═══ Selected extract
Now, instead of just being a loving person, I hold up a mental picture of myself as a loving person. This distinction is barely noticeable at first, but it’s actually very significant. After I realized that I was being loving (and liked it!) (and I probably saw other people liking it too), I printed out a label for myself: “Hello, my name is Amy, and I am a loving person.”

 

That wouldn’t be an issue, except we have rules for people who consider themselves loving. They don’t get angry. They are generous. They have few needs of their own.

 

Before Amy printed out the “loving” label, she might have gotten angry and expressed it without experiencing much conflict of interest. But now she looks down at the label on her vest, realizes that she has an image to uphold, and begins to suppress her anger. She starts to lose touch with her own needs.

 

At first it’s quite subtle, but it certainly doesn’t stay that way. She begins to focus more intently on other people as a way of avoiding dealing with her anger, which of course makes her believe that she’s becoming more loving. So she prints out new labels with increasingly emphatic identities. “I am very loving.” “I love unconditionally.” “I love so full-heartedly that I need nothing in return.”

 

enclosure

With each new label, another piece of her self gets sent to the “no-fly” zone of the psyche. As more parts of the self get hidden away, more fear arises, which leads to new labels that describe a “thinner” self. Eventually the progressive rejection of anger, and of any needs at all, becomes so strong that there’s no longer a truly loving person, just a distorted reflection. Self-sacrifice has turned into pride, generosity into manipulation.

 

Remember, Amy didn’t start out manipulative. She started out unabashedly loving, then her self-images became ever more rigid, persistent, and damaging. (Obviously, we each take this process to different levels; the dark end of the rabbit-hole is not the inevitable outcome for every one of our identities!)

 

This is called enclosure. We build walls around ourselves, blocking out whatever doesn’t match our self-image. As the wall gets higher, we become more and more estranged from other people, especially those who don’t wear matching labels.

Even now, as I write this, I’m watching the label printer spit out “Hello, my name is Jeff, and I understand this enclosure business.” So unless I’m careful — armed with knowledge, compassion, and vigilance — I’ll start rejecting anything that doesn’t match my new label. I’ll start presuming I have it all figured out, and be back in the business of enclosure-building.

 

Try it for yourself. Take a look at one of the labels you wear on your own vest: I am young. I am spontaneous. I know how to listen. I am hip. I am a leader. What layers of identity have you crafted? What parts of our shared human experience are you rejecting because they don’t fit your self-image? Follow the self-image machine down your own rabbit-hole. It’s deep stuff.

 

ego

Ego

 

We spiritual folks call this process ego.
══════
═══ Data section
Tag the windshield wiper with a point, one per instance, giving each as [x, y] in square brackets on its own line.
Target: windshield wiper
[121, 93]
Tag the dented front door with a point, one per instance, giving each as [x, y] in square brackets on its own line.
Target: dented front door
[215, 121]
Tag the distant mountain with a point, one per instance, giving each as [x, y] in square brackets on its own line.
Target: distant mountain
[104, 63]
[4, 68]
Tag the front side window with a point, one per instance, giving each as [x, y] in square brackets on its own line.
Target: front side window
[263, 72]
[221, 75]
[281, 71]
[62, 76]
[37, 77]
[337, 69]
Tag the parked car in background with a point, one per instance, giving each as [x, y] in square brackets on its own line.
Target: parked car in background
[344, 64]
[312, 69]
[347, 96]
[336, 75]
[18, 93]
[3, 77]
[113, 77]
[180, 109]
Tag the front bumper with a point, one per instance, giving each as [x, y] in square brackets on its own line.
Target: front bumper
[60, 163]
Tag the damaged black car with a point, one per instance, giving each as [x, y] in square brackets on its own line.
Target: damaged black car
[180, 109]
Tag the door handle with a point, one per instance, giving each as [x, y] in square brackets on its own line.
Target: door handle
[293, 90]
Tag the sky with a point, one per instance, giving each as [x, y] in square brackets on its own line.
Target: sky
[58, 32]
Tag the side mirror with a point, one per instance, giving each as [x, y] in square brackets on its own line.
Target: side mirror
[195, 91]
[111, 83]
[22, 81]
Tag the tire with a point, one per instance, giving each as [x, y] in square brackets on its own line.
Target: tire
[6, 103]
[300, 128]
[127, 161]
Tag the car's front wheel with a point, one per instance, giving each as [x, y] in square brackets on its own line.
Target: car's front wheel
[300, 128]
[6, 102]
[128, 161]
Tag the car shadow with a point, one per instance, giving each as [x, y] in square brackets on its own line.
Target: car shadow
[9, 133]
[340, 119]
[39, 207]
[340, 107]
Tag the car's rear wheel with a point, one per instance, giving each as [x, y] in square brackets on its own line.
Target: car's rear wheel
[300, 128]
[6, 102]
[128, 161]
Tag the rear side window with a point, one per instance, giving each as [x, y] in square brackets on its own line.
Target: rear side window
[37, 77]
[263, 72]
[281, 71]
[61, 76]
══════
## Required actions
1. Condense the paragraph of the essay on self-labels that begins "With each new label" into a shorter version that keeps its main facts.
2. In the essay on self-labels, what name is given to building walls around ourselves that block out whatever doesn't match our self-image?
3. Carry the essay on self-labels forward from its final sentence.

## Results of the exercise
1. Each new label pushes another part of the self into the psyche's "no-fly" zone. The more of the self is hidden, the more fear arises, and that fear produces new labels describing a "thinner" self. In the end, rejecting anger and all needs leaves no truly loving person, only a distorted reflection: self-sacrifice becomes pride, and generosity becomes manipulation.

2. Enclosure.

3.
 

Ego is not a thing. It’s not an object, a self, or even one of the identities we craft for ourselves. Ego is the process of identity-formation. It’s the process of building the wall of enclosure that keeps us more and more separate from our hearts, from other people, from life itself.

 

Is ego something to transcend? Something to dis-identify with? Well… that’s not quite the right question. The process of identity-formation is something that will happen continuously until the moment you drop dead. You will never lose the inner machinery that does this. However, you can peel back the layers that you’ve already built up, and get to know the process from the inside as it happens in real time. If all goes well, you’ll be removing layers at a faster pace than you’re building up new ones. And if all goes really well, you’ll understand your own mind and ego-process enough to stop mechanically applying the ego’s labels to yourself. The printer will keep spitting them out, but you’ll stop putting them on.

 

If by some extraordinary combination of passion and grace you reach a point where you have no labels at all, however briefly, your ego offers you the uberlabel, printed on gold leaf: “enlightened.” That label is the hardest one of all to remove. There’s a good reason most spiritual teachers warn that aspiring to wear the “enlightened” label is wrong-headed. That desire does not arise from the same part of us that aspires to be ever-label-free, awake to the ego-process of identification and enclosure.

 

purpose

Finding Your Purpose

 

Throw a stone six feet and you’ll hit someone teaching a course on how to find your purpose. What does this mean? How does it work? If I’m plastered with labels that emphatically state that “I am a loving person,” for instance, what kind of purposeful work will I consider? Certainly nothing that doesn’t directly relate to my self-image.

 

If Amy took a “find your purpose” course, she probably wouldn’t take a job at a law firm as her “purpose” work, even if that firm is doing important and valuable things in society. She’d instead seek a job that confirms her loving nature; perhaps as a social worker, yoga teacher, full-time mom, or the like. A job that a loving person would be proud to tell her friends about. Those aren’t bad jobs, of course, but she considered only a small set of options, and that is exactly the type of enclosure that we’re trying to dismantle.

 

Heck, my own story is the same. I worked at companies with a stated spiritual mission (“transform yourself to save the world!”) for the last fifteen years. Do you imagine I had a few layers of identity wrapped up in that? Now, after unraveling a few of them, I’m working at a financial services company. We’re doing amazing work in developing countries, as well as in the corporate world. I’m extremely proud of my job, even though it doesn’t provide an opportunity to puff up my chest in the usual spiritual way. (Pop quiz: Did you see the new label form? And do you see how this blog might re-energize old identities?)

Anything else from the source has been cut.